- [KEGIATAN]
**A)** Menurut artikel tentang Shofyan dan Sayur Organik Merbabu, apa persoalan utama para petani?
**B)** Sebutkan semua barang yang dibeli para petani dengan modal yang mereka kumpulkan, sesuai artikel tentang Shofyan dan Sayur Organik Merbabu.
**C)** Tuliskan lanjutan artikel tentang Shofyan dan Sayur Organik Merbabu, dimulai setelah kalimat terakhirnya.

- [KUTIPAN DOKUMEN]

++++++

Magelang, Prohealth.ID — Pemilik Sayur Organik Merbabu (SOM) Shofyan AC tidak pernah bermimpi menjadi petani.
Pasalnya, sejak SMA Shofyan menilai dunia petani telah ketinggalan zaman. Namun saat mengenyam pendidikan di bangku kuliah cara pandangnya berubah. Dia merasa harus berbuat sesuatu.
“Berjalannya waktu saya kepikiran bahwa kita sudah turun temurun bertani, tapi secara lintas generasi ternyata tidak juga membaik. Jadi saya rasa ada hal yang kurang disitu,” katanya saat menjadi narasumber pada Live Instagram Petani Bersuara “Petani Milenial: Yang Muda Yang Bertani”, pada Jumat (30/7/2021).
Setelah mempelajari ilmu pertanian dan menggali informasi dari banyak pihak termasuk keluarganya, Shofyan mengetahui bahwa persoalan utama para petani adalah posisi tawar yang rendah.
“Ternyata problem petani bukan karena tidak bisa menanam atau menghasilkan produk yang baik atau gagal panen. Masalah utamanya dari segi pasar. Mayoritas tidak punya posisi tawar,” ujar Shofyan
Di lapangan, para petani mengumpulkan modal yang akan digunakan untuk membeli pupuk, pestisida, bibit dan alat-alat pertanian yang dibutuhkan. Hanya saja, saat membeli ternyata harga sudah ditentukan dan mereka tidak boleh menawar.
“Misalnya kita ke toko pertanian, disitu harga pupuk Rp80ribu, maka kita tidak boleh nawar,” ujarnya
Kondisinya sangat berbeda ketika petani panen raya. “Apa yang terjadi, produk yang dijual, misalnya Rp5 ribu pasti ditawar pembeli. Kalau boleh Rp3 ribu. Jadi petani tidak punya nilai tawar,” terang Shofyan yang juga konsultan pertanian organik.
Berkaca dari kondisi itu, Shofyan tertarik membantu kehidupan petani agar tidak semakin terpuruk. Dia kemudian mem-branding produk-produk pertanian. Caranya dengan mengemas produk lalu memasarkan secara langsung.
“Jadi tidak melalui perantara lagi. Tidak melalui tengkulak dan ternyata responsnya bagus,” katanya.
Dengan cara itu, Shofyan melihat adanya efisiensi harga. Rantai pasok tata niaga yang bisa dipersingkat. Kebanyakan komoditas pertanian memiliki rantai tata niaga yang panjang, tidak hanya di produk hortikultura namun juga di komoditas tembakau.

++++++

- [KUTIPAN DAFTAR]
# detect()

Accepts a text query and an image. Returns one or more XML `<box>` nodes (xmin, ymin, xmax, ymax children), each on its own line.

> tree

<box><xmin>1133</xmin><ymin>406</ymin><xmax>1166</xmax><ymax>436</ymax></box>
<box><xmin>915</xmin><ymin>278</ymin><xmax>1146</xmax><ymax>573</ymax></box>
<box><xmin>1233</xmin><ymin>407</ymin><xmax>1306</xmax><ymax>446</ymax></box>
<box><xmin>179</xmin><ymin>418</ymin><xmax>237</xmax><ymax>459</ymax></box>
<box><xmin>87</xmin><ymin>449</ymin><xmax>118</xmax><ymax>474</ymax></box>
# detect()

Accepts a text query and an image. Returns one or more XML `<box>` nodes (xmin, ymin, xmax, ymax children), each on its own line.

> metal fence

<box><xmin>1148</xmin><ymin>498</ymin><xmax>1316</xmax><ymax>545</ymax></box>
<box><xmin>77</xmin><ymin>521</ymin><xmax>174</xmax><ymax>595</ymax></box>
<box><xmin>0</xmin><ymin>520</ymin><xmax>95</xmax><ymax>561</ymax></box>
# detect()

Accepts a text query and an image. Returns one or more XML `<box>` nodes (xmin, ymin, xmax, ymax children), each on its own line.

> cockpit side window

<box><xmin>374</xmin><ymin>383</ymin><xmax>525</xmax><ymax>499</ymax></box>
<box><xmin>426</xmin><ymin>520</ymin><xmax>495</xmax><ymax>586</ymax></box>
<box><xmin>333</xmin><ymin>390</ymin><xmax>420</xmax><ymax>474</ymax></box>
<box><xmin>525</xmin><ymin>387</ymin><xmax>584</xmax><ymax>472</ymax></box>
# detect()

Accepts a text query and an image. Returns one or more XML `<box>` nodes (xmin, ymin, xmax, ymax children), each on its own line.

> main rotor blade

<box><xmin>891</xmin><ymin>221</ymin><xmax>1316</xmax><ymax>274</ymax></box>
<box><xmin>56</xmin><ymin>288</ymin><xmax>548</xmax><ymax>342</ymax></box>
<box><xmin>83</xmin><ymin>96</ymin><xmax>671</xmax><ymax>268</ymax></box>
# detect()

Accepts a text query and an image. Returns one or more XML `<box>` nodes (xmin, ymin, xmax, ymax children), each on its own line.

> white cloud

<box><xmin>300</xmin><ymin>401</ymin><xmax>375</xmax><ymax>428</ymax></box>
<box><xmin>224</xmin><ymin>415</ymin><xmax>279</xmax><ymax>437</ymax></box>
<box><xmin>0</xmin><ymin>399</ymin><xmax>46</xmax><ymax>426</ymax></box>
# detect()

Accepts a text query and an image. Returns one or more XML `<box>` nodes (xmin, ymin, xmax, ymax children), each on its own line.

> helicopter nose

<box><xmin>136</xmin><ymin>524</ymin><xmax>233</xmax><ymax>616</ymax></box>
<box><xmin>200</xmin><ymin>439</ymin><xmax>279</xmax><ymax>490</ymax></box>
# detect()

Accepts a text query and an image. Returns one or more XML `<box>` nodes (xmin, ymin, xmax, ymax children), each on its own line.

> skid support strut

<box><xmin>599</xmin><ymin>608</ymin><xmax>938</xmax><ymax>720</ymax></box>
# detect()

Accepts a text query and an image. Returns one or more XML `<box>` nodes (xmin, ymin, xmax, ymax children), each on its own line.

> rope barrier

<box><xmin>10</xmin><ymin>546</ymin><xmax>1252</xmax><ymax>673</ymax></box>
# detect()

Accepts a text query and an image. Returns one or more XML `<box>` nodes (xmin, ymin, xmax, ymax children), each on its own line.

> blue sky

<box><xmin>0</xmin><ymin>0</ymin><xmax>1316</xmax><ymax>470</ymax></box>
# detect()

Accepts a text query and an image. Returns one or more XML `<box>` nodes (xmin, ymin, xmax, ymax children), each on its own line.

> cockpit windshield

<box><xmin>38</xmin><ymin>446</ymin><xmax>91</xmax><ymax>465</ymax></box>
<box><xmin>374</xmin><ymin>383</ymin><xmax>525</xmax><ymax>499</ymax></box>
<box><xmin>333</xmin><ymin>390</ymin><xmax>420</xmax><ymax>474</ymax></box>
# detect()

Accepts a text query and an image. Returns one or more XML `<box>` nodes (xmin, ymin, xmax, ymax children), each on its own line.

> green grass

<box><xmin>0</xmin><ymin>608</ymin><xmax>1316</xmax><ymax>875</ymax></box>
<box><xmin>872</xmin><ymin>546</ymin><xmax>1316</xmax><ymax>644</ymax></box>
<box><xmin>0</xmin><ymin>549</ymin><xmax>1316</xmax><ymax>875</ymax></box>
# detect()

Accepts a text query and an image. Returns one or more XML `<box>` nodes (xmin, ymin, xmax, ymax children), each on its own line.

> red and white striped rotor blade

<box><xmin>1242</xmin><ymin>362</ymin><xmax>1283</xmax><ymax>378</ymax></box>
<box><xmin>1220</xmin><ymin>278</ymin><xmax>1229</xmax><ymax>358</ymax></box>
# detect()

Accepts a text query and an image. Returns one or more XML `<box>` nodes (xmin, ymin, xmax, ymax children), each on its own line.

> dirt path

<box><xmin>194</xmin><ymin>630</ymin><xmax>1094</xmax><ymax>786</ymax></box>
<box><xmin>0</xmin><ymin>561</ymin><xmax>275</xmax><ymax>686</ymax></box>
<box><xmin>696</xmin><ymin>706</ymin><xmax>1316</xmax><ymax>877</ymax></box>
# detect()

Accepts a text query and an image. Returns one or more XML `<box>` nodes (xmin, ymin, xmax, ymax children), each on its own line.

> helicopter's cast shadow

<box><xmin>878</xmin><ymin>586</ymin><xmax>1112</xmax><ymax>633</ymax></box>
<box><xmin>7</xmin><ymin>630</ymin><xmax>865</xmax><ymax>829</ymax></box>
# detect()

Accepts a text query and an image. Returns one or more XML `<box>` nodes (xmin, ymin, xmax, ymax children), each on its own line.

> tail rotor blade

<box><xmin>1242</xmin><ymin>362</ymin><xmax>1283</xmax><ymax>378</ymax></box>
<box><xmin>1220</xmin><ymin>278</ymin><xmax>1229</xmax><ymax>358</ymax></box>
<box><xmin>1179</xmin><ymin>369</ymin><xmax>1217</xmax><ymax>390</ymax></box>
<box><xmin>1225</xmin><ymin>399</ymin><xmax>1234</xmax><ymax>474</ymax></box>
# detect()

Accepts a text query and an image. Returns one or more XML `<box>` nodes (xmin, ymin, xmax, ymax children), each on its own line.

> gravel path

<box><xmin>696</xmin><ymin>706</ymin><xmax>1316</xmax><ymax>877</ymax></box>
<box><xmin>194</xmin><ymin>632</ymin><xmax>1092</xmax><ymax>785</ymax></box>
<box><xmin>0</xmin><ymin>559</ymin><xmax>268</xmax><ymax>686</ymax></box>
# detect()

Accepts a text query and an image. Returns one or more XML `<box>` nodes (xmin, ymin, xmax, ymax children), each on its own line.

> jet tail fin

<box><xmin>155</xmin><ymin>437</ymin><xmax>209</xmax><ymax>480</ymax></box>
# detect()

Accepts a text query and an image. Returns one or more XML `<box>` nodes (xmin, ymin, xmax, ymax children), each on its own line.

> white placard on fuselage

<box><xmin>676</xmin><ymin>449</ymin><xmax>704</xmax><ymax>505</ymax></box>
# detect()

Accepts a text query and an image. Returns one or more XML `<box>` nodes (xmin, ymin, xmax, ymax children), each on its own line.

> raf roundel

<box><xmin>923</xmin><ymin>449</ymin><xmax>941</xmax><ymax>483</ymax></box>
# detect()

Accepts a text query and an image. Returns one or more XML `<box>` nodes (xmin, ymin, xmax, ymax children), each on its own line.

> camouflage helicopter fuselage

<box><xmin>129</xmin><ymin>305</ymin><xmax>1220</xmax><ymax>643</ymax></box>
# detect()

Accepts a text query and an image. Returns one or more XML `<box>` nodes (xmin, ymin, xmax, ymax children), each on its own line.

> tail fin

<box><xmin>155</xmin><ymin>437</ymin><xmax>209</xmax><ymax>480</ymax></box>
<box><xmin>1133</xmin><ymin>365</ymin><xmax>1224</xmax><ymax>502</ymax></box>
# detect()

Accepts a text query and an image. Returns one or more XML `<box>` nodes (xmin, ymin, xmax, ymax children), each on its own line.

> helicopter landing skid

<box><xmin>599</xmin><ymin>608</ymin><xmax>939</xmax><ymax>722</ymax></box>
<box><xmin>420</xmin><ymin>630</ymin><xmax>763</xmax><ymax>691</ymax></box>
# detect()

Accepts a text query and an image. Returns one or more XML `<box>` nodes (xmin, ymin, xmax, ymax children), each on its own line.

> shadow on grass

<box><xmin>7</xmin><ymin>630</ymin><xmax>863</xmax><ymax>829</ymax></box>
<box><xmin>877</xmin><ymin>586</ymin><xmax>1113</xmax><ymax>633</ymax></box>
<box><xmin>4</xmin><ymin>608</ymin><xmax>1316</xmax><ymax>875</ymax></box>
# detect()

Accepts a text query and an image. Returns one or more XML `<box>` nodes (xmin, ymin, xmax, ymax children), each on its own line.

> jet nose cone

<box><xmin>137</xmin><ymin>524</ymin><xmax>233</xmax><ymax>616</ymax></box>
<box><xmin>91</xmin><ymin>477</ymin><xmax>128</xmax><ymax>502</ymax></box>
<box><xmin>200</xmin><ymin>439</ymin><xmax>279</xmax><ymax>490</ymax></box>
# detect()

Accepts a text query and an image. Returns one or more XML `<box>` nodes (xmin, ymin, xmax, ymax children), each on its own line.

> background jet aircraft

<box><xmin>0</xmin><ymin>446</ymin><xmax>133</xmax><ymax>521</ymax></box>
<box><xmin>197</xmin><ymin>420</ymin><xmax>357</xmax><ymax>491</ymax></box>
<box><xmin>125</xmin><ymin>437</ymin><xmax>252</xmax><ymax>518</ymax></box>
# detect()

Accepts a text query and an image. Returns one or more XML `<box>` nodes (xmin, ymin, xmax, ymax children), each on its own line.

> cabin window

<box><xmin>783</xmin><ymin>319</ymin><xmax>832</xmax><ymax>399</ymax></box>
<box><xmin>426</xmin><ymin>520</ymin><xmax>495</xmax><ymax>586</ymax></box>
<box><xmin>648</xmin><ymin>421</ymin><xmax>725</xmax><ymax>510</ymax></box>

++++++

- [JAWABAN BERURUTAN]
**A)** Posisi tawar yang rendah.

**B)** Pupuk, pestisida, bibit, dan alat-alat pertanian.

**C)**
Ketua Muhammadiyah Tobacco Control Centre (MTCC) Universitas Muhammadiyah Magelang Retno Rusdjijati mengamini jika petani tembakau kesulitan menentukan harga. Semua telah ditetapkan oleh perusahaan. “Oleh industri, itu nanti sampai ke tengkulak dan mata rantai yang lain, harganya berbeda-beda,” ujarnya.
BERALIH DARI TEMBAKAU
Shofyan yang juga duta petani milenial itu tidak menampik, bahwa dahulu orang tuanya memilih bercocok tanam tembakau. Itu dilakukan secara turun temurun dan menjadi semacam tradisi.
“Di tempat kami dulu, turun temurun menanam tembakau dan keluarga kami adalah perajang tembakau untuk disetor ke gudang,” paparnya.
Setidaknya ada dua generasi yang memilih tembakau sebagai komoditas utama. Menurut Shofyan, itu karena mereka memiliki keterbatasan informasi tentang komoditas lain.
Kendati demikian, mereka telah mencoba melakukan diversifikasi tanaman dengan mengkolaborasikan tiga jenis komoditas. Jika di musim penghujan mereka menanam kubis, yang umurnya cukup panjang selama 70-90 hari.
“Bulan berikutnya saat masuk musim peralihan, kami tanam tembakau, kurang lebih 6 bulan,” ungkap Shofyan.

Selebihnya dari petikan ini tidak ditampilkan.